■ Assigned task 1 ■
In the dream account, rewrite the stretch from "While trying to" through "into that house." with "backyard" switched to "garden".
■ Assigned task 2 ■
Answer these questions from the dream account:
(a) In which state is the narrator's family's house?
(b) Where is Ray preparing to travel?
(c) In which room does the narrator leave a group of people chatting?

Dreamovie 58
I am unable to sleep well, and my dream intersects with my waking world. Some birdsong I do not recognize is sounding outside my window. The song is reverberating against this cold wet spring morning and repetitive. I try to recall the song. In my dream, I try to take notes on the song. I imagine I am writing these in bed. First, I have a notepad by my bedside and I write in that, but I realize that I do not have such a pad. So I am lying flat on my back, still asleep, but in my dream, still flat on my back, I am typing my notes into a computer. As I go through my dream, I find more experiences that require me to take notes. After taking dozens of notes, I realize I am dreaming that I do not have my laptop in the bed with me, that I haven't taken any notes at all, and that I'll need to remember these events on my own. I cannot wake myself up to take the notes, so I dream through them.
While trying to remember these notes, I am walking behind my family's house in Tennessee, but it it not in Tennessee nor is it that same house. The backyard is huge, fenced in, dotted with trees, and it slopes gently downward. I walk through that space trying to remember everything I see, trying to take notes in my head as I walk around bushes and avoid trees. Beyond the end of the yard is another large house. I walk up a sudden rise and into that house.
Many people live in that house, and a gathering of some kind is taking place. I am looking for something there, though I cannot recall what. I leave a group of people chatting in the kitchen to find what I am looking for. I find Ray in a bedroom preparing for a trip to Europe. His room is large and neat but filled with knickknacks. The walls of the room are burdened with posters and various plastic trinkets and figurines. As he finishes his packing, we talk. Some mild joke I release into the air gets Ray quite upset. I am surprised by this because I meant no harm at all.

■ Records supplied ■
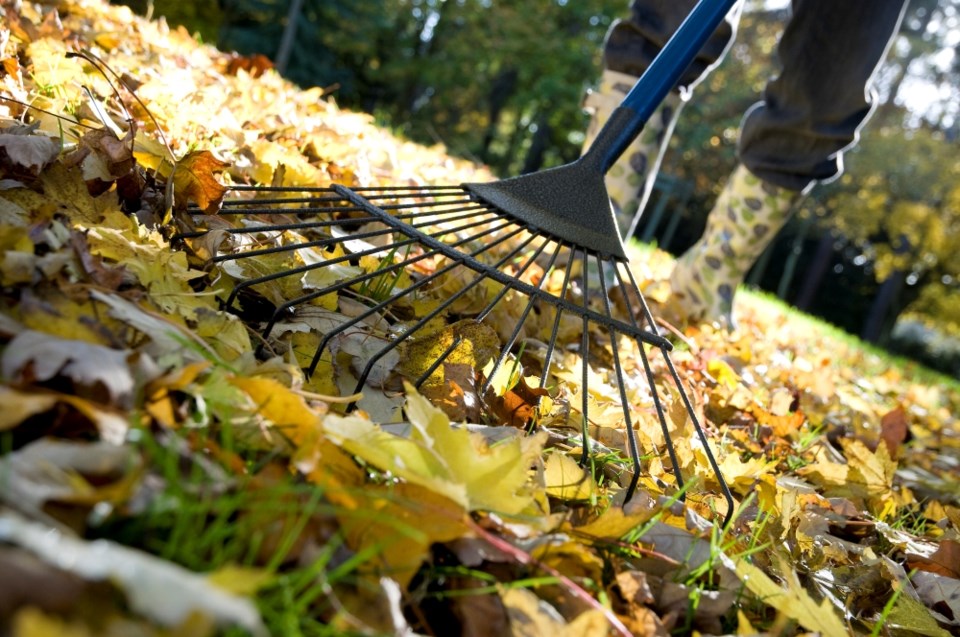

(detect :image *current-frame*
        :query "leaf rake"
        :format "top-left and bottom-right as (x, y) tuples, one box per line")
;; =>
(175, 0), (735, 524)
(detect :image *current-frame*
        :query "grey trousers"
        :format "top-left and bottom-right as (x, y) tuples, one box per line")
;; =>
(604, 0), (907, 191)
==
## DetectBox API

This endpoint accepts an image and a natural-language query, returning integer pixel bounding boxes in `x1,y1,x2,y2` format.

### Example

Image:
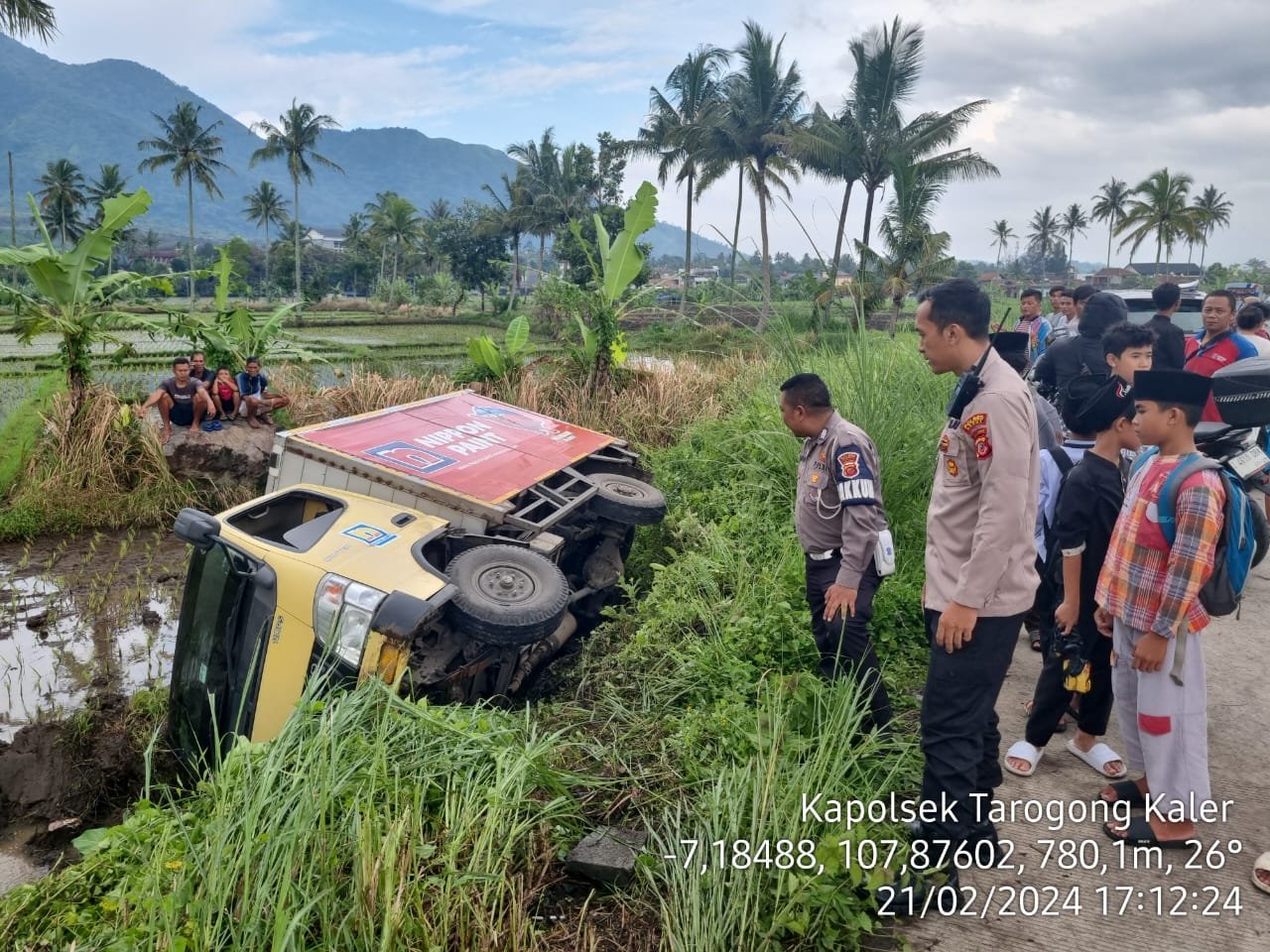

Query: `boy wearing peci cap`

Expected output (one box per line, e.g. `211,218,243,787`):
...
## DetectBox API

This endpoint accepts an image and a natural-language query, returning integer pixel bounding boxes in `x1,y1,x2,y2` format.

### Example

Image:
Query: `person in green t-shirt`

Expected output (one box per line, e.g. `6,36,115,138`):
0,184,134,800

■ Answer space 1 ■
While trying to remember these notes, I am walking behind my family's house in Tennessee, but it it not in Tennessee nor is it that same house. The garden is huge, fenced in, dotted with trees, and it slopes gently downward. I walk through that space trying to remember everything I see, trying to take notes in my head as I walk around bushes and avoid trees. Beyond the end of the yard is another large house. I walk up a sudden rise and into that house.

■ Answer space 2 ■
(a) Tennessee
(b) Europe
(c) The kitchen